(What needs to be done):
Each line that follows is to be retyped exactly.

(Rows from a pointing dataset):
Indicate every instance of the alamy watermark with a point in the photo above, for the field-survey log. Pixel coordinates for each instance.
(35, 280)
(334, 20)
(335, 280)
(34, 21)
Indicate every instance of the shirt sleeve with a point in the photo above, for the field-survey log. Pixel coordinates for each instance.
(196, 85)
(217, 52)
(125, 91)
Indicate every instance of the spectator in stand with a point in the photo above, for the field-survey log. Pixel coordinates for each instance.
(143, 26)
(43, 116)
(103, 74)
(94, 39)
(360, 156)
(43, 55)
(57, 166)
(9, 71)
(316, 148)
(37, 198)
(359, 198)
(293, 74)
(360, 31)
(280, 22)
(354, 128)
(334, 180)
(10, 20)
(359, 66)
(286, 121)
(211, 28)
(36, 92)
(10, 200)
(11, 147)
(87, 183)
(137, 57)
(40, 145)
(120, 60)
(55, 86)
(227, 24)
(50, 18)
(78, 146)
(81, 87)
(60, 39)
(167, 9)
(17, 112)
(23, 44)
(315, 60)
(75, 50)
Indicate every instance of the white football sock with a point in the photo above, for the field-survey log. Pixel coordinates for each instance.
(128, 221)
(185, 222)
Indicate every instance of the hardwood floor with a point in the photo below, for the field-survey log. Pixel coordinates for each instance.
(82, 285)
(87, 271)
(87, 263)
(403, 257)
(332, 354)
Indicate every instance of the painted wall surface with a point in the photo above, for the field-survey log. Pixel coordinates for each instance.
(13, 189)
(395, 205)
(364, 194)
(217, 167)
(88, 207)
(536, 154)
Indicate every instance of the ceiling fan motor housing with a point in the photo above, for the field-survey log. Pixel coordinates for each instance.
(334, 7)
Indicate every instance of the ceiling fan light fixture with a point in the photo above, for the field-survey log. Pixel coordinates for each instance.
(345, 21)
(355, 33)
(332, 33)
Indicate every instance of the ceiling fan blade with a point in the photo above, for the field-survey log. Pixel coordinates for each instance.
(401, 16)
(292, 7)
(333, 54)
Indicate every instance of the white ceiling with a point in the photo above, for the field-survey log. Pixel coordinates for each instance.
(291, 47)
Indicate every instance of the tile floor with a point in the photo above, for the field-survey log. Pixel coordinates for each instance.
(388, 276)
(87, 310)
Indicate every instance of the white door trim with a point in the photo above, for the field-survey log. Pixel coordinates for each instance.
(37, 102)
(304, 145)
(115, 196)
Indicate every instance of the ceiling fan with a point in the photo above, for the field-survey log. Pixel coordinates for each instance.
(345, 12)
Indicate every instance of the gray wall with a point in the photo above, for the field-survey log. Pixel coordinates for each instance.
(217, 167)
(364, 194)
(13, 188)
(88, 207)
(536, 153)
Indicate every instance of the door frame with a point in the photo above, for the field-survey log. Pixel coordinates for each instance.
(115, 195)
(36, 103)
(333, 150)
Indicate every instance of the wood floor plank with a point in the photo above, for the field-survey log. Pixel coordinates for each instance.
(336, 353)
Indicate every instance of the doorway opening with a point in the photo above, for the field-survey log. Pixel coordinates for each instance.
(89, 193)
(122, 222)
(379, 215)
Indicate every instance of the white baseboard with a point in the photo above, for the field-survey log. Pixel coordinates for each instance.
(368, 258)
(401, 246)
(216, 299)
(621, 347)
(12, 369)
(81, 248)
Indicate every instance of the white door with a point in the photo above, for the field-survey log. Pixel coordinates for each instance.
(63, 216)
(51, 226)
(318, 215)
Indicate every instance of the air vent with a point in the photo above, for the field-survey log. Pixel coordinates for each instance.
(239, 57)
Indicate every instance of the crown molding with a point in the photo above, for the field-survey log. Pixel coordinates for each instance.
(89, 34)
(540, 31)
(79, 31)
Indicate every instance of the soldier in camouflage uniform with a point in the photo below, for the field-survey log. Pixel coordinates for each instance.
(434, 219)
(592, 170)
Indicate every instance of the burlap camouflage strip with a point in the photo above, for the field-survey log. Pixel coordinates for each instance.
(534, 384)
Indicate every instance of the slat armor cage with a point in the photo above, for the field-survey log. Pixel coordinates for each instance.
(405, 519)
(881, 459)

(Exercise result):
Indicate every instance of the alamy watermark with a point in the photo above, for the field-survey log. Pixel coordinates for each instance.
(35, 280)
(334, 20)
(335, 280)
(34, 21)
Indicate every instance of the shirt sleeve with a point in the photo above, for the field-survey log. Pixel coordinates for each instance.
(196, 85)
(217, 52)
(125, 91)
Indicate every instance of the spectator in stand with a point in the photo above, for the field-survey log. Pixel coordinates for each instance.
(143, 26)
(43, 116)
(103, 74)
(94, 39)
(360, 156)
(43, 55)
(57, 166)
(9, 71)
(316, 148)
(37, 198)
(359, 198)
(293, 74)
(360, 31)
(280, 22)
(354, 128)
(334, 180)
(10, 20)
(359, 66)
(286, 121)
(211, 28)
(36, 92)
(10, 200)
(11, 147)
(87, 183)
(137, 57)
(40, 145)
(120, 60)
(55, 86)
(227, 24)
(50, 18)
(78, 146)
(81, 87)
(60, 39)
(167, 9)
(17, 112)
(23, 44)
(315, 60)
(75, 50)
Indicate every instance of the white football sock with a point in the photo above, for the field-survey log. Pixel coordinates for each instance.
(128, 221)
(185, 222)
Indicate every instance of the hardwood floor with a point in the photo below, for the field-survey log. Pixel coordinates for each instance.
(82, 285)
(87, 271)
(87, 263)
(403, 257)
(332, 354)
Indicate every instance of the painted wall surface with a point in the photo above, for the field-survey log. Pixel coordinates for each instance.
(13, 189)
(395, 205)
(364, 194)
(217, 167)
(88, 207)
(536, 154)
Indicate every instance of the ceiling fan motor housing with a point in the photo above, for the field-survey log. Pixel coordinates for each instance.
(334, 7)
Indicate every instance of the ceiling fan light fixture with a point in the photo above, for the field-survey log. Pixel coordinates for each instance.
(345, 21)
(355, 33)
(332, 33)
Indicate every instance of the ceiling fan blade with a point in the photo above, for the field-survey log. Pixel coordinates for each instance.
(401, 16)
(292, 7)
(333, 54)
Indicate every instance of the white ceiling with a point in the photo above, for the field-survey log. Pixel coordinates for each instance.
(291, 47)
Indicate every instance of the tile floor with a point in the photo above, for the field-survey log. Pixel coordinates for each instance.
(388, 276)
(87, 310)
Indicate every instance of the white door trim with a point in the photo above, for the field-survey log. Pixel coordinates for each instance.
(37, 102)
(304, 145)
(115, 196)
Indicate every instance of the ceiling fan with a point in the photo above, for the field-survey log. Pixel coordinates for each instance.
(345, 12)
Indicate every instance of the gray wall with a point in the photo above, for the field-survey log. Pixel coordinates for each instance.
(217, 167)
(364, 194)
(13, 188)
(88, 207)
(536, 153)
Indicate every instance of the door frame with a point in the photo above, for the field-survey log. Pixel coordinates for each instance.
(115, 195)
(36, 103)
(333, 150)
Indicate every instance of the wood floor plank with a point in the photo above, for the field-survey log. Pixel coordinates for each instance.
(336, 353)
Indicate every instance of the doorway opening with a point in the photo above, for the field-survey log. Pixel coordinates for each instance.
(89, 193)
(122, 222)
(379, 215)
Indicate every instance of the white baseboard with a point in the photo above, for the field-survey log. Pixel coordinates for each instance.
(368, 258)
(401, 246)
(216, 299)
(621, 347)
(12, 369)
(81, 248)
Indicate every instance of the white door with a point in the photo above, for the field-survey log. Pixel coordinates for each instance.
(63, 216)
(51, 226)
(318, 215)
Indicate every instance of the air vent with a point in the photo above, for the field-survey log. Pixel coordinates for each instance.
(239, 57)
Indicate every instance of the crown molding with a point in the photo above, for the field-survey log. Pixel coordinates for each instance.
(89, 34)
(540, 31)
(79, 31)
Indicate every instance of the soldier in camouflage uniform with a point in the photo below, for the field-survey log. Pixel coordinates for each instance.
(434, 219)
(592, 170)
Indicate every instance of the burlap camouflage strip with a point in the photo above, for the field-survey log. Pixel coordinates for each instance.
(534, 384)
Indicate every instance of the slat armor cage with a point in the photo above, for the field-survey log. Pixel coordinates for each instance.
(405, 519)
(881, 459)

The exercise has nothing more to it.